Given exercise: Edit the following lines by replacing every "separate parts" with "distinct pieces" and changing nothing else.

[Data items]
━━━━━━━━━━

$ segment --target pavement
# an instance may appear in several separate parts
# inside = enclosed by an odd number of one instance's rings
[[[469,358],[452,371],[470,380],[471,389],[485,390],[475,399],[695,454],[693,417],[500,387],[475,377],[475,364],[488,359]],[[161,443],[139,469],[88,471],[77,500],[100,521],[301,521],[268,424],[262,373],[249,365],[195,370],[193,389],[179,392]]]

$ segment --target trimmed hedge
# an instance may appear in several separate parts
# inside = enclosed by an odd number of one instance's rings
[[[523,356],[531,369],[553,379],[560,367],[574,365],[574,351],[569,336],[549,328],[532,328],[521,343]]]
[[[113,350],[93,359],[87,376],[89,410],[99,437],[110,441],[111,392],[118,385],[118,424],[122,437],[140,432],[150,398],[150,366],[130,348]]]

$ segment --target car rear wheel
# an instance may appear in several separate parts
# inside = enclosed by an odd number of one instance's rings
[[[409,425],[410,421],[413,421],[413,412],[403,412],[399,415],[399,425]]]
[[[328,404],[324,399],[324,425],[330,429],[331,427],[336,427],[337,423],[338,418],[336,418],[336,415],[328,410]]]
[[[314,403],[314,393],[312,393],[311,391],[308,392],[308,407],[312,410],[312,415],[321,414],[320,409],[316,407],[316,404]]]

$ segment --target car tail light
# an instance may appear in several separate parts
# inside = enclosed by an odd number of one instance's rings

━━━━━━━━━━

Answer to this exercise:
$ segment --target pavement
# an instance may appear in several distinct pieces
# inside = enclosed by an odd number of one instance's rings
[[[469,358],[452,371],[470,380],[471,389],[485,390],[475,399],[695,454],[693,417],[500,387],[475,377],[475,364],[488,359]],[[161,443],[139,469],[88,471],[77,500],[100,521],[301,521],[268,424],[262,373],[249,365],[195,370],[193,389],[179,392]]]

$ segment --target trimmed hedge
# an instance may appear in several distinct pieces
# inside = enclosed by an odd number of one instance's rings
[[[523,356],[531,369],[553,379],[560,367],[574,365],[574,351],[569,336],[549,328],[532,328],[521,343]]]
[[[113,350],[93,359],[87,376],[89,410],[99,437],[110,441],[111,392],[118,385],[118,424],[122,437],[140,432],[150,398],[150,366],[130,348]]]

$ segment --target car rear wheel
# an instance may appear in several distinct pieces
# inside = enclosed by an odd number of one instance's rings
[[[409,425],[410,421],[413,421],[413,412],[403,412],[399,415],[399,425]]]
[[[328,404],[324,399],[324,425],[330,429],[331,427],[336,427],[337,423],[338,418],[336,418],[336,415],[328,410]]]
[[[314,403],[314,393],[312,393],[311,391],[308,392],[308,407],[312,410],[312,415],[321,414],[320,409],[316,407],[316,404]]]

$ segment --target car tail light
# an instance may appear in several distinct pieces
# inside = enclosed by an odd number of one instance's rings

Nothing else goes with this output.